Pour ce qui concerne le cas d’une poursuite du chef de vol, la Cour de cassation ajoute que le juge du fond doit notamment prendre en compte : « la valeur matérielle du bien, mais également, le cas échéant, sa valeur symbolique, ainsi que la réversibilité ou l’irréversibilité du dommage causé à la victime ».

Ce passage n’est pas anodin. La prise en compte de la « valeur symbolique » du bien par la Cour de cassation vise à anticiper l’argument récurrent dans cette affaire sur l’absence de valeur matérielle des portraits présidentiels, des affiches qui ne coûtent qu’une dizaine d’euros et facilement reproductibles. Une condamnation pour vol pourrait donc être proportionnée en l’espèce quand bien même le bien volé n’aurait qu’une valeur symbolique.

C’est donc à partir de ces éléments que la Cour de cassation a vérifié et validé l’examen de proportionnalité mené par les cours d’appel de Paris, Grenoble et Colmar.

Pour la Cour de cassation, la condamnation des décrocheurs à des amendes avec sursis d’un montant allant de 200 à 500 euros n’est pas disproportionnée. Les motivations retenues par les juges du fond et reprises par la Cour de cassation sont toutefois critiquables.

* [VOTRE TRAVAIL]
1/ Répondez à ces questions à partir du texte sur la condamnation des décrocheurs.
(a) Quelles cours d'appel ont mené l'examen de proportionnalité validé par la Cour de cassation ?
(b) Combien coûtent les affiches des portraits présidentiels selon le texte ?
(c) Quel est le montant des amendes avec sursis infligées aux décrocheurs ?
2/ Poursuivez le texte sur la condamnation des décrocheurs après sa dernière phrase.

Extrait du jeu de données
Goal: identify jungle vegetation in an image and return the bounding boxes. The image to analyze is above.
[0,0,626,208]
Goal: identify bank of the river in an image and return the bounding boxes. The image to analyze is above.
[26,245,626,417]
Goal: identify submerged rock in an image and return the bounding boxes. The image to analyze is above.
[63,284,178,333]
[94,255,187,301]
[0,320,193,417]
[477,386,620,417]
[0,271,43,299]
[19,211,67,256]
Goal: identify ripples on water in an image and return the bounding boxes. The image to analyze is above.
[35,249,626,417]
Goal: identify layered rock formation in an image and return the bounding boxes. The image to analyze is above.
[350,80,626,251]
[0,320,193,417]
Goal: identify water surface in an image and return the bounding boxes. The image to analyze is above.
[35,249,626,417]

* [RÉSULTATS OBTENUS]
1/
(a) Les cours d'appel de Paris, Grenoble et Colmar.
(b) Une dizaine d'euros.
(c) De 200 à 500 euros.

2/
II – La Cour de cassation ne se livre pourtant qu’à un examen restreint de proportionnalité au regard des critères qu’elle s’est elle-même fixés

Les arrêts de la Cour de cassation tiennent en quelques attendus qui reprennent pour l’essentiel les motivations des cours d’appel de Paris, Grenoble et Colmar sans y examiner plus en détail le respect des critères de proportionnalité qu’elle s’est elle-même fixés. Cette appréciation restrictive apparaît insuffisante au regard des enjeux que soulève l’exercice la liberté fondamentale d’expression.

Toutes les cours d’appels relèvent que les décrocheurs de portraits ont reconnu que leurs actions s’inscrivaient dans l’exercice de la liberté d’expression et obéissaient à un mobile politique, à savoir alerter sur l’inaction des pouvoirs publics face à l’inaction climatique.

Ce point n’appelle pas de commentaire particulier. Les conditions tenant à l’invocation de l’exercice de la liberté d’expression sur un sujet d’intérêt général et au lien direct avec le comportement incriminé sont bien réunies.

En revanche, pour ce qui est des motifs invoqués par les cours d’appel portant sur « les circonstances des faits, la gravité du dommage ou du trouble éventuellement causé » et sur « la réversibilité ou l’irréversibilité du dommage causé à la victime » leur appréciation par la Cour de cassation est lacunaire voire inexistante.

En premier lieu, on se demande en quoi le fait que l’action de décrochage de portraits ait été « préparée et concertée, en dehors de toute manifestation » (cour d’appel de Grenoble) puisse être considéré comme un élément pertinent dans l’appréciation de la proportionnalité d’une réponse pénale. Il en va de même du fait que les décrochages de portraits aient été commis « en réunion » (cours d’appel de Paris et de Grenoble).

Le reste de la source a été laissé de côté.